▶ [Work task 1]
Recast the paragraph of the St George's Church text that begins "The Liverpool merchant James Atherton" as a short bulleted list that keeps its main facts.
▶ [Work task 2]
According to the St George's Church text, on what date was the church consecrated?
▶ [Work task 3]
Write a continuation of the St George's Church text that begins after its final sentence.
::: Text passage
St George's Church is in Everton, Liverpool, Merseyside, England. It is recorded in the National Heritage List for England as a designated Grade I listed building, and is the earliest of three churches in Liverpool built by John Cragg, who used many components in cast iron which were made at his Mersey Iron Foundry. (Note: The other "cast iron churches" in Liverpool were St Michael's Church, Aigburth and St Philip's Church (since demolished) in Hardman Street.) It is an active Anglican parish church in the Diocese of Liverpool, the Liverpool archdeaconry, and the Liverpool North deanery.

==History==
The Liverpool merchant James Atherton, who later established the seaside resort of New Brighton, Wirral, donated the land for the church. He positioned it at the rear of his villa, atop the hill where the Everton Beacon had stood prior to its destruction by a storm in 1803. The building of the church was enabled by an Act of Parliament, the St. George's Church, Everton Act, which was passed in 1813. The foundation stone was laid on 19 April 1813 and the church was consecrated by the Bishop of Chester on 26 October 1814. The architect was Thomas Rickman and the church was built by John Cragg.
::::::
::: Data
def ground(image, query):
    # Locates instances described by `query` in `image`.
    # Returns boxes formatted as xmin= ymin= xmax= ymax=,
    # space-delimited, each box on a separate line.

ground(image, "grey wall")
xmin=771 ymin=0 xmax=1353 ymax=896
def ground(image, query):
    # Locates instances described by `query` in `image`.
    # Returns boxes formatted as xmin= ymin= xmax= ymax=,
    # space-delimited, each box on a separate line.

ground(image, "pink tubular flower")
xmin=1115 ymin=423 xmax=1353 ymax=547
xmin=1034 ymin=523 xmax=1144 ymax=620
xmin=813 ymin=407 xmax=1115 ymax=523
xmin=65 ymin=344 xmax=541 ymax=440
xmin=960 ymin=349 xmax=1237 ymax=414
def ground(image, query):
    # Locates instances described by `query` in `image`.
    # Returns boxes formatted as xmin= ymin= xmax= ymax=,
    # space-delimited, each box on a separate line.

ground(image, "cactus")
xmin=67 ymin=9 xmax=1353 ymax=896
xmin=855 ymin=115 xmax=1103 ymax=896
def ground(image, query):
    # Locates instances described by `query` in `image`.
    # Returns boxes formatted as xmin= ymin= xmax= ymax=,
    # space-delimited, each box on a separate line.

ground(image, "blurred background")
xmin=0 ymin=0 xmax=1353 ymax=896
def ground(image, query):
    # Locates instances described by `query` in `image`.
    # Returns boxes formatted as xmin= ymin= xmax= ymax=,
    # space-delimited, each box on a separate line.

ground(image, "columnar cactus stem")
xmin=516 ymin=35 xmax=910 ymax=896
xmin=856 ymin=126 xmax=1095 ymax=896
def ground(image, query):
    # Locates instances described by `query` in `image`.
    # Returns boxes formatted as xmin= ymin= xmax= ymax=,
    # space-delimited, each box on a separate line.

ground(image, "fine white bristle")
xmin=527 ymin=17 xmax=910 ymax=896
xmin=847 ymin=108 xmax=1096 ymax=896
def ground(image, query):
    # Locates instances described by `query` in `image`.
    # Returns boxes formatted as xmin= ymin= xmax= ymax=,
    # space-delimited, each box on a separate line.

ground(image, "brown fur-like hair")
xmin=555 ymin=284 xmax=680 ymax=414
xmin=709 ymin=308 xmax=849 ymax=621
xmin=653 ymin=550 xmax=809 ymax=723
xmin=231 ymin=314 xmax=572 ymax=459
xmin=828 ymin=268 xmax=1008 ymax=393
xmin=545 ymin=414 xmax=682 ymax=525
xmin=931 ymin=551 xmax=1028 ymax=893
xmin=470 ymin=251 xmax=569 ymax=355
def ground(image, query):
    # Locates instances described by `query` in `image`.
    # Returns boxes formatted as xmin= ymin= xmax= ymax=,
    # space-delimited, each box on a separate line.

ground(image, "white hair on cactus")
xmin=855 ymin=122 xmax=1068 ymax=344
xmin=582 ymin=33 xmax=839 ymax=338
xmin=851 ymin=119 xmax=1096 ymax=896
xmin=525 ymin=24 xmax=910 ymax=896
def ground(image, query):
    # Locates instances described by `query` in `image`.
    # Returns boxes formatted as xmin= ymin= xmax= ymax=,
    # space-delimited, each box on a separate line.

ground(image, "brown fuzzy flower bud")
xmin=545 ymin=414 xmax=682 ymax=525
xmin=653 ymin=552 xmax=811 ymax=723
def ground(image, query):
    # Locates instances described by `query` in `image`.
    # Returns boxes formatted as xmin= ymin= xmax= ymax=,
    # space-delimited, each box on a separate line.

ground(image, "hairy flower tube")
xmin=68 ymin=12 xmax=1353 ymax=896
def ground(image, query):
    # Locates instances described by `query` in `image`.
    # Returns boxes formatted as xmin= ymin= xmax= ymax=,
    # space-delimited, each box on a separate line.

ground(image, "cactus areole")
::::::
▶ [Exercise output 1]
- James Atherton, a Liverpool merchant who later established New Brighton, Wirral, donated the land.
- The church stands behind his villa, on the hilltop where the Everton Beacon stood until a storm destroyed it in 1803.
- The St. George's Church, Everton Act of 1813 enabled construction.
- The foundation stone was laid on 19 April 1813.
- The Bishop of Chester consecrated the church on 26 October 1814.
- Thomas Rickman was the architect, and John Cragg built it.

▶ [Exercise output 2]
26 October 1814.

▶ [Exercise output 3]
==Structure==
The outer shell of the church is built in stone while the interior is in cast iron. Its plan consists of a west tower, a seven-bay nave with aisles, and a short chancel. Porches flank the tower and chancel. The tower has diagonal buttresses, an arched west door with a three-light window above. The next stage has a clock on three faces and above this are three-light bell-openings which are partly glazed and partly louvred. On the summit is an embattled parapet with pinnacles at the corners. All the windows have cast iron tracery. Internally the nave has arcades of cast iron and the aisles have galleries. The roof is of cast iron. The architectural style of the church is Perpendicular. Tie rods were added in the 20th century.

==Fittings and furniture==
Most of the stained glass was destroyed in the Second World War. The only complete survivor is a window dated 1863 by A. Gibbs. The glass in the east window dates from 1952 and is by Shrigley and Hunt. The memorials include one under the tower to John Rackham who died in 1815 which was designed by Thomas Rickham and carved by S. & J. Franceys, a memorial to Thomas W. Wainwright, a surgeon who died in 1841 with a relief of the Good Samaritan by William Spence, and in the north gallery is a Gothic tabernacle by Emanuel Edward Geflowski to the memory of engineer Walter Fergus MacGregor who died in 1863. The original chair frame bell was made by Ainsworth of Warrington. It was restored in 1937 by George Eccles but vandalised in the late 1960s. The present clock was made by Smiths of Clerkenwell and installed in 1973.